GIVEN INSTRUCTION → Transcribe the lines of the records starting with the one that has "Would you be willing to put a dot on the mushroom-shaped" in it and ending with the last, and transcribe nothing else.
** start of INPUT RECORDS **
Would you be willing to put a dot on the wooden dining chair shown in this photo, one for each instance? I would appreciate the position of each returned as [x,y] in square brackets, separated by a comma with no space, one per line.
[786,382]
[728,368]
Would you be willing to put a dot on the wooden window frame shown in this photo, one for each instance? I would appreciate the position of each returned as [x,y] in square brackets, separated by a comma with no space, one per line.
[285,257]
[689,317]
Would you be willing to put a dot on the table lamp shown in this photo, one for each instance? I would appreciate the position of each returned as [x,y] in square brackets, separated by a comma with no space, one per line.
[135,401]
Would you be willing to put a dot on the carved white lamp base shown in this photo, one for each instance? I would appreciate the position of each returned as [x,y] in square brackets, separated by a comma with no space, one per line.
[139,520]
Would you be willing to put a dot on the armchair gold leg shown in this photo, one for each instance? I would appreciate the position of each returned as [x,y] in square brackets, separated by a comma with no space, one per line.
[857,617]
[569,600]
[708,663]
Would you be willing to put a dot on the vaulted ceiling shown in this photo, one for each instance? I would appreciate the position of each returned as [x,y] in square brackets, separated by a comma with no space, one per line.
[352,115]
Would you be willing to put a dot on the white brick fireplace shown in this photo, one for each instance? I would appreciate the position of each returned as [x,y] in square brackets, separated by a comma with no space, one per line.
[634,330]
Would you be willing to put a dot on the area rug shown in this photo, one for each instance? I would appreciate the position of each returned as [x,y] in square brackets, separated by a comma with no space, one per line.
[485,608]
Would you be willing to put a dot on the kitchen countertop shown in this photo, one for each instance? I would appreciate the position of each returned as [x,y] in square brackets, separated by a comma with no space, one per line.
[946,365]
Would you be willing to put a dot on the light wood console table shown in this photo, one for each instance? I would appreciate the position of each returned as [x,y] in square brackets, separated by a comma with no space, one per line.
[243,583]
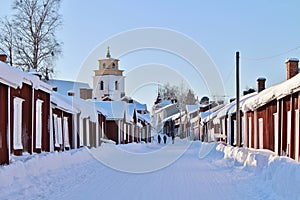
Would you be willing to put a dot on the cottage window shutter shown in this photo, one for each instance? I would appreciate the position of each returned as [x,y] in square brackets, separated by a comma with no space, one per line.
[59,126]
[81,132]
[297,134]
[55,122]
[66,132]
[17,130]
[276,133]
[87,132]
[38,130]
[250,132]
[261,132]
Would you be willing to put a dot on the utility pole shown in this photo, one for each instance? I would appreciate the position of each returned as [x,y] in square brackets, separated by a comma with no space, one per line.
[238,117]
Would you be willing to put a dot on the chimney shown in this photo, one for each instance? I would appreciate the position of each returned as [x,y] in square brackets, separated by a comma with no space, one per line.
[3,57]
[291,67]
[261,84]
[86,93]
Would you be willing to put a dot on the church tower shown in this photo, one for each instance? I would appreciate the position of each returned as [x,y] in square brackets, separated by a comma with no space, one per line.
[108,81]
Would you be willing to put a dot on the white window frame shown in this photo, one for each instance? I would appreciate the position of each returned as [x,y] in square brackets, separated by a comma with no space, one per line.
[261,132]
[81,132]
[59,129]
[38,123]
[289,127]
[56,143]
[276,133]
[250,132]
[17,130]
[66,133]
[87,133]
[297,135]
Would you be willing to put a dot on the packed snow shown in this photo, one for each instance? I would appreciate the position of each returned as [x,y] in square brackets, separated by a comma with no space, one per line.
[196,171]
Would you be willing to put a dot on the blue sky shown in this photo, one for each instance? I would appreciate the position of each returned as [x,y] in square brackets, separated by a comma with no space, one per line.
[265,29]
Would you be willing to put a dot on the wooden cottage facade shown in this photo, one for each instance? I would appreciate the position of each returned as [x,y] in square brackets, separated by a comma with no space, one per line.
[4,152]
[25,101]
[273,116]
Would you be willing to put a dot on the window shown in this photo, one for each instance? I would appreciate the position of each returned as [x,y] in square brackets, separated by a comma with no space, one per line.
[101,85]
[116,85]
[250,132]
[18,123]
[276,133]
[261,132]
[81,132]
[38,127]
[66,133]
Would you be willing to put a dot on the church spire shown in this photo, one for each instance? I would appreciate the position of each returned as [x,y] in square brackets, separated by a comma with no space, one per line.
[108,53]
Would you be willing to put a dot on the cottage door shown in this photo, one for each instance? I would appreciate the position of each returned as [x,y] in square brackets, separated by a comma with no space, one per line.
[4,159]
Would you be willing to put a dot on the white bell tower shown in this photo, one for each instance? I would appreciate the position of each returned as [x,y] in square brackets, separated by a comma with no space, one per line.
[108,81]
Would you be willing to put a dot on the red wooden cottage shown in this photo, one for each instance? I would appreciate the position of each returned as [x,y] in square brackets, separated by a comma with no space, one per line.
[26,111]
[273,116]
[64,123]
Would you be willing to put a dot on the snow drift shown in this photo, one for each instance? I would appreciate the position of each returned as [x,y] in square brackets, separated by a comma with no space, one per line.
[282,173]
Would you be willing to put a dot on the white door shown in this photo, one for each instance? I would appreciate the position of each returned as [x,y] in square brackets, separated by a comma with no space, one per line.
[276,133]
[17,131]
[261,132]
[38,125]
[297,134]
[250,132]
[289,124]
[66,133]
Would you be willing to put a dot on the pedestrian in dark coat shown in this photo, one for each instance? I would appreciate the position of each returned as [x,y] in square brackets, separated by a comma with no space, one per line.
[165,139]
[158,139]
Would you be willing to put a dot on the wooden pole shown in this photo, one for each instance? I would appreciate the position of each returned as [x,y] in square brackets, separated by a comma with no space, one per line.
[238,117]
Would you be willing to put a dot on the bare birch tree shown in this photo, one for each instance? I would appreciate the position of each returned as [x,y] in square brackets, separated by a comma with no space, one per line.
[35,23]
[7,38]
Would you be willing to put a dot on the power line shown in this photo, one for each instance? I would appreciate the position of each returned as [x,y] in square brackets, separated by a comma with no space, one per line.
[273,56]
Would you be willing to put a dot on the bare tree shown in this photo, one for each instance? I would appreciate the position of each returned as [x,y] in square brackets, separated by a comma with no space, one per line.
[182,94]
[35,25]
[7,38]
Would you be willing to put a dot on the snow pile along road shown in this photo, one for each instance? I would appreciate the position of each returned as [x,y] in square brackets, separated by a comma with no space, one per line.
[282,173]
[201,171]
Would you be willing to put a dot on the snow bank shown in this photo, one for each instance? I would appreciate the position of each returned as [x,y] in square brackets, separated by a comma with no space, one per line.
[35,165]
[282,173]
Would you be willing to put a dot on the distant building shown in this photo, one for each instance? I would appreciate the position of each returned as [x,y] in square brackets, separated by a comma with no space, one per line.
[108,81]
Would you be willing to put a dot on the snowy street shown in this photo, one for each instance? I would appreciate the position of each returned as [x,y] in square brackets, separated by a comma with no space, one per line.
[78,175]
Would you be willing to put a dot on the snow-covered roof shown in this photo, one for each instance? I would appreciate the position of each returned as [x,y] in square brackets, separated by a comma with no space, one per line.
[64,87]
[231,107]
[115,110]
[167,106]
[211,113]
[274,92]
[87,108]
[174,117]
[63,102]
[145,117]
[139,106]
[191,108]
[15,78]
[130,110]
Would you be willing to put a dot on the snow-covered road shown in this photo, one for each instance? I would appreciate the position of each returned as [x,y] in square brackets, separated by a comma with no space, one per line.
[84,177]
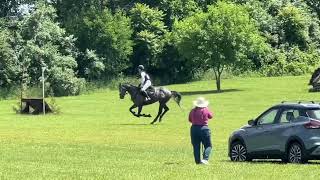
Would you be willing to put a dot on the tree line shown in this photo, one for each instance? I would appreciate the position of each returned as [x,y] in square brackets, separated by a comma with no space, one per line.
[93,40]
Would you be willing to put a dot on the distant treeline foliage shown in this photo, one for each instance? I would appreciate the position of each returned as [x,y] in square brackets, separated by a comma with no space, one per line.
[96,40]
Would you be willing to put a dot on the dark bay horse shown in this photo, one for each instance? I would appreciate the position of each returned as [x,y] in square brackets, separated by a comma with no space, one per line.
[160,95]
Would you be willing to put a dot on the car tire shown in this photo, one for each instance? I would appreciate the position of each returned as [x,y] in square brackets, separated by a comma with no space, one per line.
[296,153]
[238,152]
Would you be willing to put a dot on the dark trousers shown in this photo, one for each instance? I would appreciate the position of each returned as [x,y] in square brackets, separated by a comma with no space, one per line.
[200,134]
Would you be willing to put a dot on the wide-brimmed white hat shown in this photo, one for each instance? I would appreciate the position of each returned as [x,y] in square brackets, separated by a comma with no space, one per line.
[201,102]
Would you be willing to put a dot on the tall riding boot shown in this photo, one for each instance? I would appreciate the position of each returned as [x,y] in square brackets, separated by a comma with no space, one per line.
[145,94]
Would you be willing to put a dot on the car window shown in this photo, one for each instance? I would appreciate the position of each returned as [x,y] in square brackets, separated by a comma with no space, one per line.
[314,114]
[289,115]
[269,117]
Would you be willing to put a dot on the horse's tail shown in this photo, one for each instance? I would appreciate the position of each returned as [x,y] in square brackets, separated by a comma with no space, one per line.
[177,97]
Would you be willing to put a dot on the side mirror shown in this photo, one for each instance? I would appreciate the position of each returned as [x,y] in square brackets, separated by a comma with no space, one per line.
[251,122]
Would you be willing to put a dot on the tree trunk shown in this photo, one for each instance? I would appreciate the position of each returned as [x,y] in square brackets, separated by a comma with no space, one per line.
[217,74]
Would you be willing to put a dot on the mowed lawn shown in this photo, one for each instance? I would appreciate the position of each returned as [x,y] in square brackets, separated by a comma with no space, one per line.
[96,137]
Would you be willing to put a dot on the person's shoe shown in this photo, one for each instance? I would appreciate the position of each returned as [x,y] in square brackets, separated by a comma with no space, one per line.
[204,162]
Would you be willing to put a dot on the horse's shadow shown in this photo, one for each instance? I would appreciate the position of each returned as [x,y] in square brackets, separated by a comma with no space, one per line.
[189,93]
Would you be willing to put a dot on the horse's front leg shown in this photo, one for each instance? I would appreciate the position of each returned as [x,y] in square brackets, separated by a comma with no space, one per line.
[159,113]
[139,112]
[131,110]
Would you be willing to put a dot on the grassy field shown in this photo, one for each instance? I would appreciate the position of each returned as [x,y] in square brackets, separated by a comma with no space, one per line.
[96,137]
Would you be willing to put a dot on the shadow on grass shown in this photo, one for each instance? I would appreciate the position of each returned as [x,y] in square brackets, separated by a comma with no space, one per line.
[172,163]
[145,124]
[189,93]
[271,161]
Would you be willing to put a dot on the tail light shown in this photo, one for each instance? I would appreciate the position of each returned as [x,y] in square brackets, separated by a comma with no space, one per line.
[312,124]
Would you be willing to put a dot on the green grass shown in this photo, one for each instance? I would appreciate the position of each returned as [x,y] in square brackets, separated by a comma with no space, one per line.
[96,137]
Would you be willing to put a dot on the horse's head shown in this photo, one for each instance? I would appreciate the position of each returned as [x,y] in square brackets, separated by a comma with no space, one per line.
[122,91]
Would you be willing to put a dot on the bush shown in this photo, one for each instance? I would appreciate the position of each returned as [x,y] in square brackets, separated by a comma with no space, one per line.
[64,83]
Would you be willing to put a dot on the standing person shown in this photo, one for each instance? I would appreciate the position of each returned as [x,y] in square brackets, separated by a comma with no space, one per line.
[200,132]
[145,81]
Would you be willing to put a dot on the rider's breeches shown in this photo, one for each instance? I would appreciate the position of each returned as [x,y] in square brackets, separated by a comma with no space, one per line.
[146,85]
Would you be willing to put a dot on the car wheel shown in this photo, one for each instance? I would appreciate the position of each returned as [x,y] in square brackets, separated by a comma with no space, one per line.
[296,154]
[238,152]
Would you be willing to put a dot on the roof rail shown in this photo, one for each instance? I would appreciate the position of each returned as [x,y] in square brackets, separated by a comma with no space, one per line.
[300,101]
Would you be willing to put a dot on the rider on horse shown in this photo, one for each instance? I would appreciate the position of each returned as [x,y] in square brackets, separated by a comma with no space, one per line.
[145,81]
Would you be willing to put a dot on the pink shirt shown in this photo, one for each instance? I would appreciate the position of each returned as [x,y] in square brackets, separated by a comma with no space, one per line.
[200,116]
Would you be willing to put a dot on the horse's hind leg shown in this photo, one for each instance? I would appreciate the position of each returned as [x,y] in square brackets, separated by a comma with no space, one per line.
[131,109]
[166,109]
[159,113]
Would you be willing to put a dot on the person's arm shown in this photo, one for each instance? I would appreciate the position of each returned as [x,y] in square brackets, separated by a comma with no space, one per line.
[190,116]
[210,114]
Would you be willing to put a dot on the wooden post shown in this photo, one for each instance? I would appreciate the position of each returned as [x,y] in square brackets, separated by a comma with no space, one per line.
[43,102]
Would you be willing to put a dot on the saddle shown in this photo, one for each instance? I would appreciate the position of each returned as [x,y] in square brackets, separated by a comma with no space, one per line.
[151,90]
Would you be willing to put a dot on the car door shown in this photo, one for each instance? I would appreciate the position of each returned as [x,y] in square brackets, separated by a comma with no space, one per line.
[283,129]
[259,139]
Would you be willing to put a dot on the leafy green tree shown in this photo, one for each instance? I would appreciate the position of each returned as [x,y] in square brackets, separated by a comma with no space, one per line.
[47,45]
[9,65]
[294,26]
[110,36]
[177,10]
[220,38]
[149,31]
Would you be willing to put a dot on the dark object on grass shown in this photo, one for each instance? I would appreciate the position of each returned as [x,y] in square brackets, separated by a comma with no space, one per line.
[34,106]
[314,81]
[160,95]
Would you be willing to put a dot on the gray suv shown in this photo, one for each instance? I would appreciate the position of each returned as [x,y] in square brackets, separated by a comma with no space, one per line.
[287,131]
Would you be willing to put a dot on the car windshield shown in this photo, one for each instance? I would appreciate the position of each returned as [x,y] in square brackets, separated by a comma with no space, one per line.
[314,113]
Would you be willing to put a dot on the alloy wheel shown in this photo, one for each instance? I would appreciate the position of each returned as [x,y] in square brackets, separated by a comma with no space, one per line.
[238,152]
[295,154]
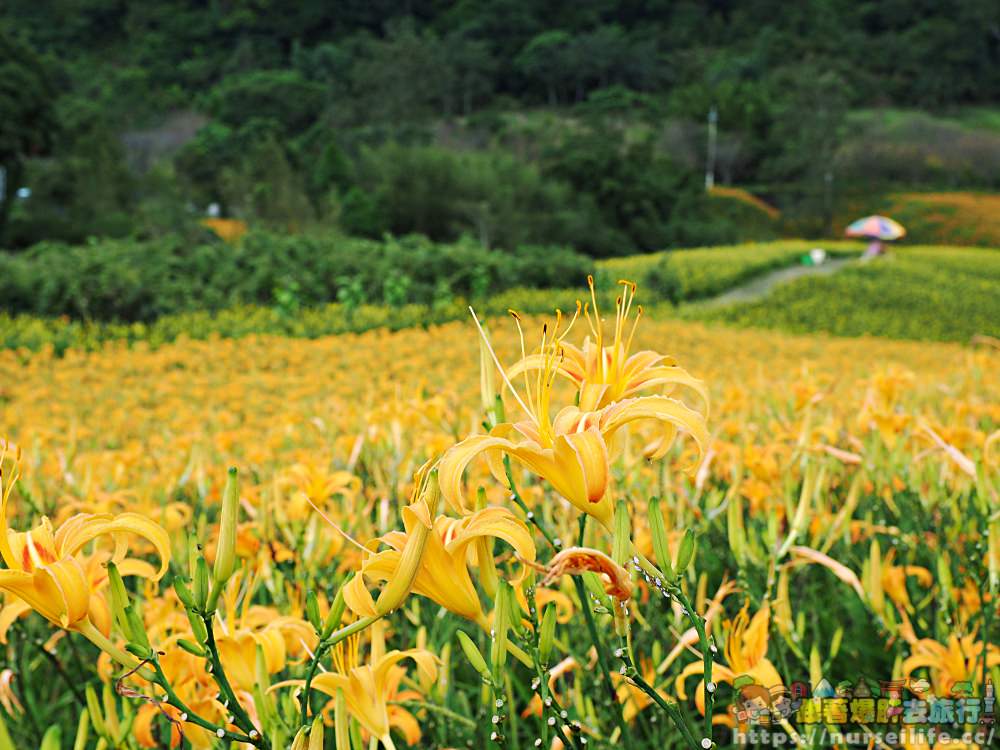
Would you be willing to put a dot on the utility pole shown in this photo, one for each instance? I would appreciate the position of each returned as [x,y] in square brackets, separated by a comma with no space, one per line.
[713,121]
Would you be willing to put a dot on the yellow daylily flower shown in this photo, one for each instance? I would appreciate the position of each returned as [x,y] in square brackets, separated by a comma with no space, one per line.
[894,580]
[573,451]
[368,688]
[746,656]
[604,374]
[633,699]
[443,571]
[957,661]
[47,572]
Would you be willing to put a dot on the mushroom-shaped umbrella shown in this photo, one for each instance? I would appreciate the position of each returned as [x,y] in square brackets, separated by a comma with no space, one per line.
[876,228]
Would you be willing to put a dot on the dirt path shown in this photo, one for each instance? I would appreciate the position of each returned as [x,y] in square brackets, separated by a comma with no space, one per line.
[760,286]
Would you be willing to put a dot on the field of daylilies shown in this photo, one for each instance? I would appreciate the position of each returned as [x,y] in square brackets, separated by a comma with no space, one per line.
[594,528]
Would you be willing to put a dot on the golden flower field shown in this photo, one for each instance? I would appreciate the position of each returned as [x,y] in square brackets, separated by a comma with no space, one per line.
[602,557]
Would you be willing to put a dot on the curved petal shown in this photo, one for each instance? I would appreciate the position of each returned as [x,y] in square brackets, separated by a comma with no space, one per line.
[14,609]
[661,409]
[453,463]
[499,523]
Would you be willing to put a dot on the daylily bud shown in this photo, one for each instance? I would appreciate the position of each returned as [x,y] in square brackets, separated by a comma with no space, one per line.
[260,669]
[198,628]
[301,741]
[94,709]
[316,734]
[472,653]
[6,743]
[993,550]
[547,633]
[201,576]
[736,529]
[184,594]
[52,739]
[622,539]
[342,721]
[336,613]
[82,731]
[815,666]
[398,587]
[945,580]
[838,636]
[596,589]
[661,547]
[118,601]
[312,611]
[686,553]
[876,594]
[225,554]
[501,623]
[191,647]
[137,630]
[487,381]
** end of INPUT RECORDS **
ANSWER →
Would you be willing to put a dot on the mushroom-shaped umbrella shown in this photo, one for each instance? I would appreciate the position of each returned as [x,y] in square brackets, separated by a comma with no space, one per line.
[876,228]
Would you be willing to put a dot on the dirt path shown in this photo, one for each instance? I would appreciate the position of each returned as [x,y] in square brackets, separated by a comma with no space, one per line.
[760,286]
Would you be willing to put a dot on the field of daylilies shown in this photo, one for each instance? I would appreciate the position of each returned as [x,y] in square brackets, separated by a comma with no space, one per line.
[594,528]
Would you be willing to put a dot on the golden flower field shown in this photo, one for each instance? I would appreciate the position of each returned as [x,y] in square brackets, separated by a comma with no space, one per line.
[602,557]
Would you be willing to put a dot on the curved petal shown in this photo, one for each instance? I would appreciate the position of each returned as [x,y] in square brackets, separated by a comma with no space, one per line.
[14,609]
[661,409]
[453,463]
[499,523]
Would you be willing to put a dot on the daylily bud shown in this photo, one for each instance? I would appreciate the position of each returned as [x,y] in square brackets, separated by a comma with no space, one per line.
[260,669]
[198,628]
[301,741]
[94,709]
[316,734]
[472,653]
[6,743]
[993,550]
[547,633]
[201,576]
[736,529]
[184,594]
[52,739]
[622,539]
[342,721]
[336,613]
[82,731]
[815,666]
[398,587]
[945,580]
[838,636]
[596,589]
[661,547]
[118,601]
[312,611]
[686,553]
[876,594]
[225,554]
[501,623]
[191,647]
[137,630]
[487,381]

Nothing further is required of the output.